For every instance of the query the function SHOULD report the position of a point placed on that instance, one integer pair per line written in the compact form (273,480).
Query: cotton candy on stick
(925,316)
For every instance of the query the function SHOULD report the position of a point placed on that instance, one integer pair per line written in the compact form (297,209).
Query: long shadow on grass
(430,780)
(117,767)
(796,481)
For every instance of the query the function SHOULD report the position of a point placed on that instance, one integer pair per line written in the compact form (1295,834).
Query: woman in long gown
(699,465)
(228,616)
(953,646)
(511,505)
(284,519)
--
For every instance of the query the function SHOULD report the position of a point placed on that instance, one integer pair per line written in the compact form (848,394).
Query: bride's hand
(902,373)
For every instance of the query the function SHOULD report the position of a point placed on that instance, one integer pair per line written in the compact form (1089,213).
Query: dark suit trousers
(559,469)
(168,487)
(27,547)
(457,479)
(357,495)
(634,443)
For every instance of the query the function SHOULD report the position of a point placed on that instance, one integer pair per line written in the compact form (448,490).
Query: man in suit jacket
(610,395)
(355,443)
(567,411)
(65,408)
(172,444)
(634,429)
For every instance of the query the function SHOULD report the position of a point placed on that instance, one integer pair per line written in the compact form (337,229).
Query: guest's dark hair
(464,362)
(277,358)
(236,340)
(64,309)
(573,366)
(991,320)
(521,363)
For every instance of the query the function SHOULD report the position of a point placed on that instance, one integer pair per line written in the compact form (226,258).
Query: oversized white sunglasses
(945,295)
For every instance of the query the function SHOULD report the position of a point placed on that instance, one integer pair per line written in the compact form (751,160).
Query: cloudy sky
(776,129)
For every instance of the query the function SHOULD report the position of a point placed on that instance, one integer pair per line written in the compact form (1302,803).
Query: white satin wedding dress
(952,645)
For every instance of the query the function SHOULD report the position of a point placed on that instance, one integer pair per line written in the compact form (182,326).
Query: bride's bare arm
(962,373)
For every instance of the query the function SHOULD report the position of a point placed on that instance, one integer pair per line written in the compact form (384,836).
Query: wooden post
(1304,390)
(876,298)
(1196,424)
---
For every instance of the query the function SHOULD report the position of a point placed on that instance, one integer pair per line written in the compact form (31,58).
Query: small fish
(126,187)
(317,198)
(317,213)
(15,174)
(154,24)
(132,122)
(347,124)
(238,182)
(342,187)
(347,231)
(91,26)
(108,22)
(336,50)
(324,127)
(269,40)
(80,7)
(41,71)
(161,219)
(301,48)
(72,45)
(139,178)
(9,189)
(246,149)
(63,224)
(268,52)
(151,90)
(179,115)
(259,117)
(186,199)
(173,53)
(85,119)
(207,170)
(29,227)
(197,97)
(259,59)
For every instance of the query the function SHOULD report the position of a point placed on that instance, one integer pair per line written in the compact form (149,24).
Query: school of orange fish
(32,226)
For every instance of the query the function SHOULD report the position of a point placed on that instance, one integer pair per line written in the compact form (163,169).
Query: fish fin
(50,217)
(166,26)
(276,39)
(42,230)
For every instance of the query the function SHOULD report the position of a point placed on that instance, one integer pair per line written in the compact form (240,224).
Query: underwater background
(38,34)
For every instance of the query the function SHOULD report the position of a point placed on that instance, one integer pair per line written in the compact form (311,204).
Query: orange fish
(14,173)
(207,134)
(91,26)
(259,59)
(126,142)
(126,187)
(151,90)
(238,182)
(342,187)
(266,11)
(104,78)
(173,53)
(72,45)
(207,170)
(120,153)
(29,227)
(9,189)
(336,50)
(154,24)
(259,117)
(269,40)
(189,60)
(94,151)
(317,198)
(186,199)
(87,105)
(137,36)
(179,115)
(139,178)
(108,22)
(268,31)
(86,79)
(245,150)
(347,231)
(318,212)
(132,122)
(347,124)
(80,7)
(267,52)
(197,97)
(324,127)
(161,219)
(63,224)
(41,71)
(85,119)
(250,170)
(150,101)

Your assignment: Among the entries above, the lines between the ones containing "Query: oversized white sunglasses" and "compact form (384,836).", inclusive, are to be transcribed exactly. No other line is to be given.

Output for this exercise:
Query: oversized white sunglasses
(945,295)
For every instance of the query the function SHOULD report the position of a point placed on that instance, one integer pair per line written in the compact form (751,160).
Query: cloudy sky
(776,129)
For every instance of the query the function SHOULD report the position of a point placed on that instance, one integer pair per line written in the compact form (1302,803).
Query: white satin wedding dress
(952,645)
For every instance of the query the function SHOULD report the position of a point placed on that instance, one integer pair per line written in the compact form (182,326).
Query: bride's bare arm
(962,373)
For every instance of the query the function SHOULD report the position of a point placed on that instance, one integer pair per line written in the compact form (384,836).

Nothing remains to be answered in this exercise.